### Selected extract:
•••••
Biogen has withdrawn its Marketing Authorization Application (MAA) for European approval of Aduhelm after regulators hinted data was not strong enough to support potential approval.
John Tlumacki/The Boston Globe via Getty
Aduhelm woes continue for Biogen. The company has withdrawn its Marketing Authorization Application (MAA) for European approval after regulators hinted the Alzheimer’s drug did not have sufficient enough data to support potential approval.
This morning, the Boston-based company disclosed the result of a meeting with the European Medicines Agency’s Committee for Medicinal Products for Human Use (CHMP). In that meeting, CHMP told Biogen that the data the company provided in support of potential approval was not strong enough to receive a positive opinion for Aduhelm (aducanumab). Biogen’s MAA had been under review after the company appealed to CHMP to re-examine the data it previously rejected last year.
In December, CHMP voted against authorization of the controversial Alzheimer’s drug. The committee, which is similar to an advisory committee at the U.S. Food and Drug Administration, raised concern over the efficacy of Aduhelm in early, mild Alzheimer’s patients.
Priya Singhal, head of global safety & regulatory sciences and interim head of research & development at Biogen, expressed thanks to those who supported the call for the CHMP’s re-examination of the Aduhelm data.
“We stand by the safety and efficacy of aducanumab, and we look forward to upcoming data readouts to continue to provide important information on the science of this new class of compound,” Singhal said in a statement.
The CHMP opinion is similar to the opinion reached by the FDA advisory committee that reviewed Aduhelm prior to the controversial June 2021 approval of the drug. Aduhelm was the first Alzheimer’s drug approved in the United States in 18 years. It was greenlit under the FDA’s accelerated approval program.
Since that approval in the U.S., Biogen has been beset by multiple problems, including a failure to gain commercial ground, as well as safety concerns. Biogen has also been hit with reports of the deaths of patients who took Aduhelm. At least four elderly adults prescribed Aduhelm died after taking the medication. That data is according to the FDA’s Adverse Events Reporting System (FAERS). The elderly patients had other complications beyond Alzheimer’s that could have been the cause of death, which is important to note. However, during clinical development of the Alzheimer’s drug, researchers observed cases of amyloid-related imaging abnormalities (ARIA-E), also known as cerebral edema, in some patients. The drug’s warning label points to possibilities of ARIA-E.
Those safety concerns, as well as questions of efficacy, led the Centers for Medicare and Medicaid Services to limit coverage of Aduhelm to patients who are participating in clinical trials. The decision announced earlier this month, severely limits the availability of the medication to the approximately 1.5 million people in the United States who have been diagnosed with mild Alzheimer’s-related cognitive decline, the indication for which it was approved. With such a limited number of Medicare-covered patients who can now receive Aduhelm in the U.S., there have been some questions as to whether or not the drug will be pulled from the market.
As Aduhelm’s woes continued, so too did the fortunes of Biogen. Last month, the company began to lay off about 10% of its staff, with some reports suggesting that the Aduhelm commercial team bore the brunt of the job cuts. In 2021, the company announced a $500 million cost-savings program but it was not believed that the savings will be entirely driven by headcount.
Biogen said it remains committed to research and development of new treatment options for Alzheimer’s patients.
•••••
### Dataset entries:
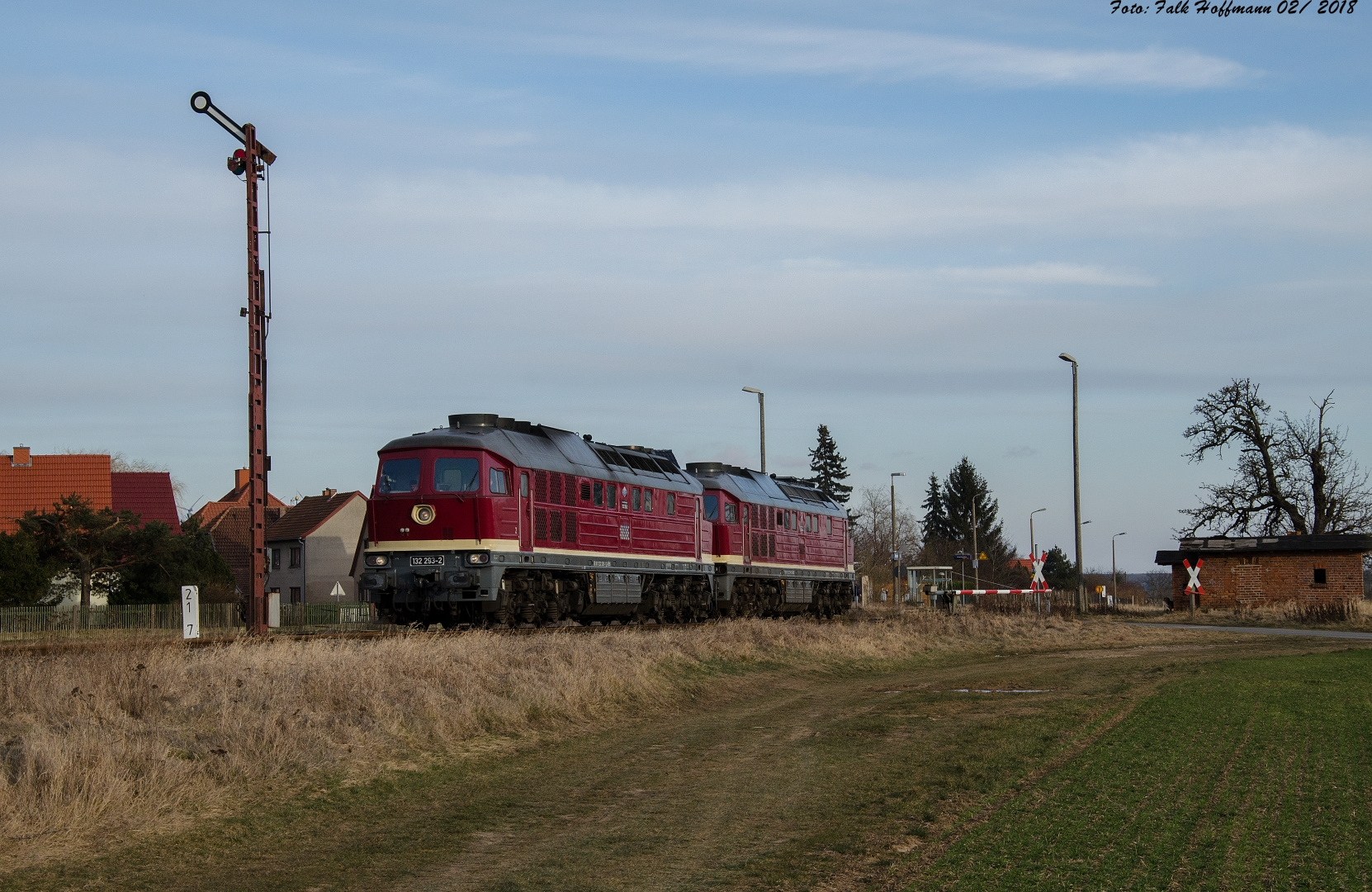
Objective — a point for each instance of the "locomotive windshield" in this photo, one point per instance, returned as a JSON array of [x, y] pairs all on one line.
[[400, 475], [456, 475]]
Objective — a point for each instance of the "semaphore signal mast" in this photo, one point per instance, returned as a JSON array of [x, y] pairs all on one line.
[[251, 162]]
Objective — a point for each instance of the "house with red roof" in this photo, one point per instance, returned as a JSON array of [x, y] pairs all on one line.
[[229, 523], [31, 482], [313, 547]]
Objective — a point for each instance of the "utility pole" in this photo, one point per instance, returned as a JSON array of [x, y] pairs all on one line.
[[251, 162], [895, 545], [762, 425], [1076, 479]]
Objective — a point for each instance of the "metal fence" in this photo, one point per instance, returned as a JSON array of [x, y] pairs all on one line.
[[217, 620]]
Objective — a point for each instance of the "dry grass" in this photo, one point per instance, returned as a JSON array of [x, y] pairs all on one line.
[[107, 744]]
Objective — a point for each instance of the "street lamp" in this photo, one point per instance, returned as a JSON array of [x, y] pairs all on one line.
[[895, 548], [1114, 578], [762, 425], [1076, 479]]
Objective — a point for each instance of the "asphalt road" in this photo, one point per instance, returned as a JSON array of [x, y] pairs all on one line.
[[1256, 630]]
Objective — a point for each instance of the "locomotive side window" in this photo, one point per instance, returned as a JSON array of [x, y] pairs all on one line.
[[400, 475], [457, 475]]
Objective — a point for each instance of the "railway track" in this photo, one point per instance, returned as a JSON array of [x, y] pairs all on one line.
[[45, 648]]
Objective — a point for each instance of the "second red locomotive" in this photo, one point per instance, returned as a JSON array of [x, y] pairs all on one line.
[[495, 522]]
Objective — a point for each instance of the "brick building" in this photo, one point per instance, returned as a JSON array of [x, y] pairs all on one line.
[[229, 523], [1270, 570], [31, 482]]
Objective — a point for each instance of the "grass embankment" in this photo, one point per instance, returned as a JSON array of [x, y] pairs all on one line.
[[116, 744], [1237, 776]]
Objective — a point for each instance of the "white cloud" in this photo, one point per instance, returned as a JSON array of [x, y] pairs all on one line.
[[897, 56], [1280, 178]]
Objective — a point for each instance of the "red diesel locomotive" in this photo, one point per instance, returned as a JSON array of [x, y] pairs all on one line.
[[495, 522]]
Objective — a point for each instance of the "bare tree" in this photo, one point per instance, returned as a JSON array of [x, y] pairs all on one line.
[[872, 533], [1290, 475]]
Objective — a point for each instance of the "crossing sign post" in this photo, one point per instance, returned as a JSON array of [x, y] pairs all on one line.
[[1194, 586]]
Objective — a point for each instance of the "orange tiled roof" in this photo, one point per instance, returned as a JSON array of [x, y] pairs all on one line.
[[49, 478]]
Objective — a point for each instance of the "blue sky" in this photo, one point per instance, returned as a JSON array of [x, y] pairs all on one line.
[[613, 217]]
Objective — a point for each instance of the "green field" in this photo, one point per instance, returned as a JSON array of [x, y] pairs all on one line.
[[1245, 774]]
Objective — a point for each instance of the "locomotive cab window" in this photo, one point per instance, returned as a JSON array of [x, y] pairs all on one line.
[[400, 475], [457, 475]]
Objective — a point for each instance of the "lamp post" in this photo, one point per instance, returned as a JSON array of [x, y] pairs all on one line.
[[762, 425], [1114, 576], [1076, 479], [1034, 552], [895, 547]]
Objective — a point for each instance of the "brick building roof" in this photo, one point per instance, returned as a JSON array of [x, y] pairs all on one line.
[[231, 531], [1222, 547], [147, 494], [306, 515], [31, 482]]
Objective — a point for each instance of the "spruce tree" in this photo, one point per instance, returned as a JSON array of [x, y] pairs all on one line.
[[936, 515], [830, 468]]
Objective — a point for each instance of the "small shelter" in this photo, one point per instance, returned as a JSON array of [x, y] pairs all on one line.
[[1242, 572]]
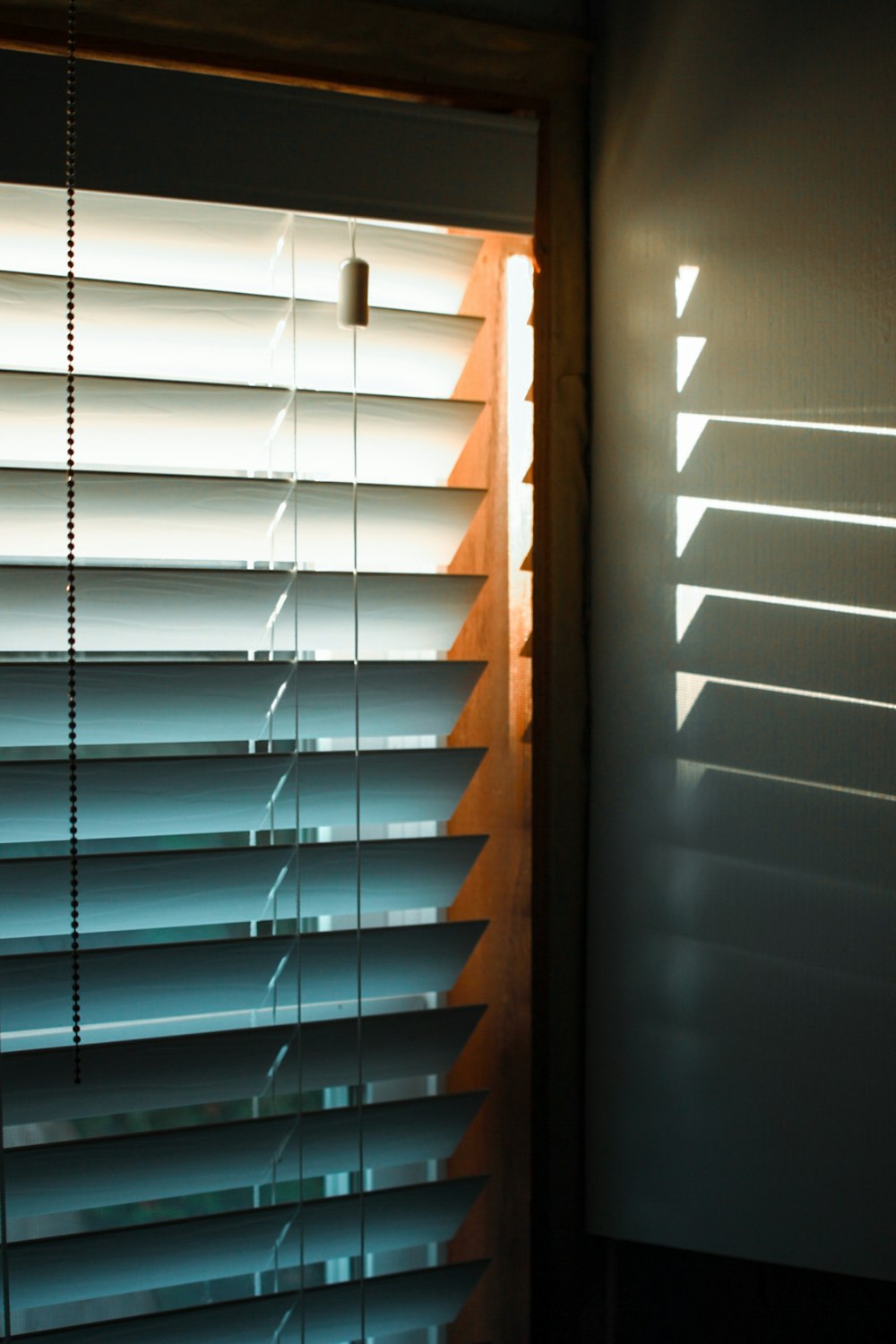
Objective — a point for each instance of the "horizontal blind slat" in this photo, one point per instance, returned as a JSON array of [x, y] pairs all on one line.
[[230, 702], [183, 889], [223, 610], [171, 1072], [147, 331], [171, 519], [325, 1316], [230, 247], [214, 429], [237, 975], [228, 793], [153, 1166], [190, 1250]]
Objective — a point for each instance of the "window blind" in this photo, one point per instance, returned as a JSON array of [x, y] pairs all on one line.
[[263, 531]]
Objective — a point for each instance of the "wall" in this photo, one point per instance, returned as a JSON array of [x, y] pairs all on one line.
[[742, 1097], [551, 15]]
•••••
### Task objective:
Could you write out the Aduhelm article from "Those safety concerns, as" up to and including "from the market.", swapping "Aduhelm" for "aducanumab"? These lines have no connection to the Aduhelm article.

### Answer space:
Those safety concerns, as well as questions of efficacy, led the Centers for Medicare and Medicaid Services to limit coverage of aducanumab to patients who are participating in clinical trials. The decision announced earlier this month, severely limits the availability of the medication to the approximately 1.5 million people in the United States who have been diagnosed with mild Alzheimer’s-related cognitive decline, the indication for which it was approved. With such a limited number of Medicare-covered patients who can now receive aducanumab in the U.S., there have been some questions as to whether or not the drug will be pulled from the market.